→ **Description of the task**:
Using the data that follows, give again word for word the lines between the one holding "target | medal on lapel" and the one holding "target | beige handbag", inclusive. Omit the pictures.

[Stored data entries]
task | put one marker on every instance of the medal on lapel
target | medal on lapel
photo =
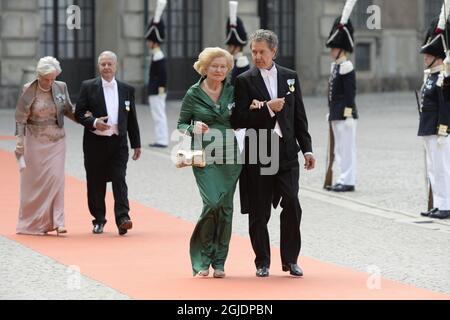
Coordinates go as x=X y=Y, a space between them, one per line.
x=291 y=84
x=61 y=98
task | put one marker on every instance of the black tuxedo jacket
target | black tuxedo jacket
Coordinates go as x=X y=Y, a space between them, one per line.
x=292 y=119
x=92 y=99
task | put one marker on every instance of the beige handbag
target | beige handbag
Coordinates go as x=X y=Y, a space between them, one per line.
x=188 y=157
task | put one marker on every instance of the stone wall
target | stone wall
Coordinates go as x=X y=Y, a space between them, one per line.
x=19 y=45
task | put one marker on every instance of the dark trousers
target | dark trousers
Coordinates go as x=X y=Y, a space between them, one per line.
x=105 y=160
x=264 y=188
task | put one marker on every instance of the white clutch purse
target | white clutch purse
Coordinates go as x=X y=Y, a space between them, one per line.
x=185 y=157
x=195 y=158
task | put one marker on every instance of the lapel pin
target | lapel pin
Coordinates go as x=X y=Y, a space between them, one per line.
x=291 y=84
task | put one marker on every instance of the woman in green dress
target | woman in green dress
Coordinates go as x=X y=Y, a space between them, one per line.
x=205 y=115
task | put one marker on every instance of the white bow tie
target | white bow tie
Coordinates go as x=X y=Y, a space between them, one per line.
x=108 y=85
x=269 y=73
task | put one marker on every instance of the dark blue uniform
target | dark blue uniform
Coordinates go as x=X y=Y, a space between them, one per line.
x=434 y=111
x=158 y=74
x=342 y=91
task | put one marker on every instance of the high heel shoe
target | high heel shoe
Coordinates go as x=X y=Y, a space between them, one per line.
x=60 y=230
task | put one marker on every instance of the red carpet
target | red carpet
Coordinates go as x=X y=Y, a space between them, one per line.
x=152 y=261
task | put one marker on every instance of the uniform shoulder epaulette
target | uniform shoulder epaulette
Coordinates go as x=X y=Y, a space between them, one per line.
x=346 y=67
x=242 y=62
x=158 y=56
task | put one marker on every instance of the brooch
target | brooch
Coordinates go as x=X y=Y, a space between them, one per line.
x=291 y=84
x=61 y=98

→ **Answer**:
target | medal on lapel
photo =
Coordinates go as x=X y=Y, a space between them, one per line.
x=291 y=84
x=61 y=98
task | put one marker on every instance of the black tuxedo jacket
target | black tuxedo jacket
Coordinates go as x=X y=Y, a space between them, one per line.
x=292 y=119
x=92 y=99
task | put one marker on every instance of the beige handbag
target | beige handbag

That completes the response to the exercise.